→ Extract provided

Jonathan Cogswell Jr. (1687-1752) inherited the 165-acre property in 1717 at age thirty, and his time at Westberry Lee is the most significant in terms of buildings that survive today. Two years after inheriting the property, Jonathan built a salt hay barn, the oldest building currently standing at Cogswell’s Grant. In 1728 he built the western portion of the current house, possibly as an addition to the existing seventeenth-century house that was oriented north to south. The terraces in front of the house may also date to his tenure, as they are typical of country house landscaping in this period.
By 1749 Jonathan Cogswell Jr. was so prosperous that he had the second-highest taxable wealth in all of Ipswich. Sometime before 1752, the seventeenth-century portion of the house was taken down, and a new addition, the eastern portion of the current house, was constructed. It appears that this portion of the house was not entirely finished, however, before Jonathan Jr. died in 1752. The farm was leased to tenant farmers until 1761, when Jonathan Jr.’s son was old enough to take possession.

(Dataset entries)

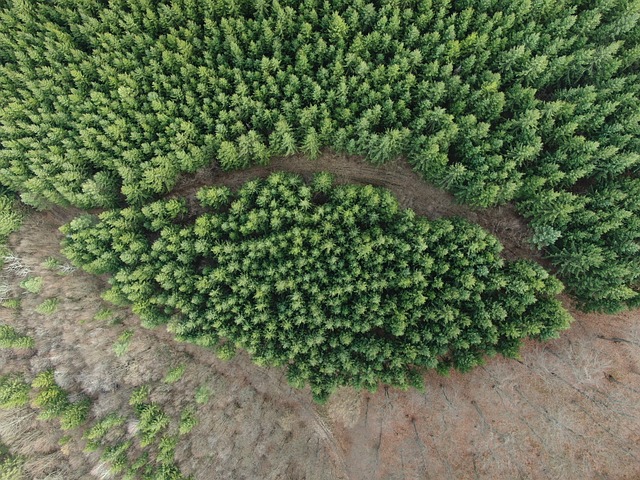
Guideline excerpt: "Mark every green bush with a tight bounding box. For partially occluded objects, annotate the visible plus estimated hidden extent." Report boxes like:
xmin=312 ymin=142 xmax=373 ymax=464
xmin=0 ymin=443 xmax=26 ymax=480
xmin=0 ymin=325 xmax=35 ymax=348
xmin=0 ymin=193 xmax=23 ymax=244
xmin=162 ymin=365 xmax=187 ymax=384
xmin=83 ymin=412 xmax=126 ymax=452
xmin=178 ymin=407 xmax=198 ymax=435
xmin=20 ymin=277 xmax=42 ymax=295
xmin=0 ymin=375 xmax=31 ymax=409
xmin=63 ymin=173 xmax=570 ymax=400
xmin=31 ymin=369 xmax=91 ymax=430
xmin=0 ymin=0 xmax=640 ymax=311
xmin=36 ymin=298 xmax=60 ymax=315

* * *

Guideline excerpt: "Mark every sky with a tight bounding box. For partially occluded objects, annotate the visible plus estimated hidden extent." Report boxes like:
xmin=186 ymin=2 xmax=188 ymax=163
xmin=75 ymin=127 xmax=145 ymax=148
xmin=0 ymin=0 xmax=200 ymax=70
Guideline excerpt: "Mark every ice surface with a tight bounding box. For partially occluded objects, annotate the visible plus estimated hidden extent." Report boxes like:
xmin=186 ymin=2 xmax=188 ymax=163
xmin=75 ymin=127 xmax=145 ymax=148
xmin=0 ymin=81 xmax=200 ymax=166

→ Objectives
A) In the Cogswell history, rewrite everything from "By 1749 Jonathan" down to "to take possession.", replacing "tenant farmers" with "renters".
B) Find each line of the listing that contains the word "green", and copy those lines. Case counts.

→ Outputs in order
A)
By 1749 Jonathan Cogswell Jr. was so prosperous that he had the second-highest taxable wealth in all of Ipswich. Sometime before 1752, the seventeenth-century portion of the house was taken down, and a new addition, the eastern portion of the current house, was constructed. It appears that this portion of the house was not entirely finished, however, before Jonathan Jr. died in 1752. The farm was leased to renters until 1761, when Jonathan Jr.’s son was old enough to take possession.

B)
Guideline excerpt: "Mark every green bush with a tight bounding box. For partially occluded objects, annotate the visible plus estimated hidden extent." Report boxes like:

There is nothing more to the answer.